本文:
───

表面実装機などを手掛けるロボティクス事業は、売上高が前年同期比17.0%増の179億円、営業利益は同89.3%減の3億円となった。アジア地域で表面実装機の販売台数が増加したが、営業損失12億円のYMRHを子会社化したことが響いた。YMRHの収益を除くと、営業利益率はおよそ10%だった。
ロボティクス事業は、前期からの伸びていた受注を生かして増益を目指す時期となるはずだったが、COVID-19の影響によって自動車業界の投資が抑制され、モデルミックスが悪化した。自動車業界の投資が回復するのは、早くても2020年後半で、場合によっては2021年からになると見込む。

───

演習データ:
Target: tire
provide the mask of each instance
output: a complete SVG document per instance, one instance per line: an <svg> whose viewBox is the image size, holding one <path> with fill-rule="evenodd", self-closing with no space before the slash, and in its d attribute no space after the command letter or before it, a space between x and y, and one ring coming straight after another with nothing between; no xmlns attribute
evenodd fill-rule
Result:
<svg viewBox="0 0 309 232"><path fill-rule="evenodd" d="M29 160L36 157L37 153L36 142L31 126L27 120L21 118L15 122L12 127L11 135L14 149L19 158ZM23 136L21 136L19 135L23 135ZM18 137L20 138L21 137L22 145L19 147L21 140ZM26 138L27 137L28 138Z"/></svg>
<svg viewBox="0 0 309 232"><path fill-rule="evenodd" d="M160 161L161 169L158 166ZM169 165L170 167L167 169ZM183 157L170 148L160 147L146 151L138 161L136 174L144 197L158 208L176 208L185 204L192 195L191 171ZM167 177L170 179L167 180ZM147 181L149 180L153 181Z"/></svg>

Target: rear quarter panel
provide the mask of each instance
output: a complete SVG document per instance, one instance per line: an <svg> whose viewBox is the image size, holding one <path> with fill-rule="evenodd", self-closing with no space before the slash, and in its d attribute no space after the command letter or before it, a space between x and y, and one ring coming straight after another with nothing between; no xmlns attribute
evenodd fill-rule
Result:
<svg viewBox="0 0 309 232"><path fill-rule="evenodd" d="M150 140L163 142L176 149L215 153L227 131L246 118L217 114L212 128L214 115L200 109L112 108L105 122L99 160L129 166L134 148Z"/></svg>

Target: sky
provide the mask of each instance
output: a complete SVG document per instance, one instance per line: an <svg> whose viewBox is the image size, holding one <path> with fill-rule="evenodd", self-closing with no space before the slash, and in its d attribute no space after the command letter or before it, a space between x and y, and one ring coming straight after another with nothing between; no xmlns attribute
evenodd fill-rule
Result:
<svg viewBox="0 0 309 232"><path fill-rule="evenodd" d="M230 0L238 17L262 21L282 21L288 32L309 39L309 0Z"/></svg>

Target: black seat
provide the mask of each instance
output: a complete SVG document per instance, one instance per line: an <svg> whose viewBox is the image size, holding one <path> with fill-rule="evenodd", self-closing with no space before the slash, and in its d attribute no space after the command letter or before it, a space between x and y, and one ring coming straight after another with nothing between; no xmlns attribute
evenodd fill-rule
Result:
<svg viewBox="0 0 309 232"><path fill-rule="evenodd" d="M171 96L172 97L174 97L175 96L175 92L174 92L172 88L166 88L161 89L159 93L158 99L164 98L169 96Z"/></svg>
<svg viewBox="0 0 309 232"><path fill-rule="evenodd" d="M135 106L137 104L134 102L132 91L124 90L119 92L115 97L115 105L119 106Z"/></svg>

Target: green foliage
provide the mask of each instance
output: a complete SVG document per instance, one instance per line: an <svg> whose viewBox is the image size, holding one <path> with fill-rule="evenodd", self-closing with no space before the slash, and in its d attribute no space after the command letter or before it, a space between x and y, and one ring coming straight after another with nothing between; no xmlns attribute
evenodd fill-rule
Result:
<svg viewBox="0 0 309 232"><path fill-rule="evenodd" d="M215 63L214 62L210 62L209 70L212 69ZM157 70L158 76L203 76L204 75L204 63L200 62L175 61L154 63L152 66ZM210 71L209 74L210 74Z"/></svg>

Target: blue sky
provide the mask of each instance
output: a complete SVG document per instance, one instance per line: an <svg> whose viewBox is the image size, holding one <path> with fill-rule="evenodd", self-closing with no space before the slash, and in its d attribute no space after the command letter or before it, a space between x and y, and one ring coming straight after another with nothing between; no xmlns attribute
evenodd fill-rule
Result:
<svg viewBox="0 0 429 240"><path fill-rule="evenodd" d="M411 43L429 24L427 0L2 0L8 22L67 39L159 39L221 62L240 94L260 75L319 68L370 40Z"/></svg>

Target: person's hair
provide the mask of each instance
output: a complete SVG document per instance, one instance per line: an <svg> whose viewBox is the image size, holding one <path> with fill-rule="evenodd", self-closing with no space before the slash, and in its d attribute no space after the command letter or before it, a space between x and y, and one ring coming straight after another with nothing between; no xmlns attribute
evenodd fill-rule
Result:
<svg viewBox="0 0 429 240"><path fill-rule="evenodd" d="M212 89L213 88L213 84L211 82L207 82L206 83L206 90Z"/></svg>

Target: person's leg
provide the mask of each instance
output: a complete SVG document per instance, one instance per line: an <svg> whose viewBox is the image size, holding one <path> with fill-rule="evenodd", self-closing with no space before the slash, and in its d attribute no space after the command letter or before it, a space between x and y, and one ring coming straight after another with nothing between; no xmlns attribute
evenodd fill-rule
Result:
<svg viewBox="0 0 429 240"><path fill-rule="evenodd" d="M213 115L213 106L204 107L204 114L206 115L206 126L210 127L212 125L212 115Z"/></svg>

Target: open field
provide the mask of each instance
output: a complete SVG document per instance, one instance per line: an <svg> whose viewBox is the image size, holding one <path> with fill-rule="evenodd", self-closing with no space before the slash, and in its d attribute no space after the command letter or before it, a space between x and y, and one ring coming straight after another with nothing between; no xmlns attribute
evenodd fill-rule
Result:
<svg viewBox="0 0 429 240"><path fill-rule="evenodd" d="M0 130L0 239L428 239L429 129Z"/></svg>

───

作業課題 A:
本文によると、YMRHの収益を除いた場合、ロボティクス事業の営業利益率はどの程度か。
作業課題 B:
ロボティクス事業の業績を扱った本文を、最後の文の後から書き継いでください。

解答 A:
およそ10%。

解答 B:
モデルミックスの改善に向けては、5Gによって需要拡大が期待されるスマートフォン・通信分野に注力する。この分野はYMRH傘下の新川やアピックヤマダが大手顧客と取引実績があるという。両社が足掛かりを作り、大手企業との取り引きを狙う。
ヤマハ発動機 代表取締役社長の日高祥博氏は、「COVID-19を受けて移動に対するニーズや価値観の変化が現れている」と語った。例えば、ASEANで多いバイクタクシーは接触を避けるために敬遠され始めており、自分のモビリティを所有したい人が増える可能性がある。また、渋滞が激しい中で物流の機動性を高めるため、二輪車へのニーズが高まっているという。物流向けに二輪車のレンタルやファイナンスを組み合わせたビジネスモデルが拡大すると見込む。
また、飛行機に乗ることをリスクと捉える傾向が強まり、旅行が減ることで近場で余暇を過ごす筆も増えそうだ。実際に、米国ではマリン事業の製品、ダートバイクやバギーなどの売れ行きが好調だ。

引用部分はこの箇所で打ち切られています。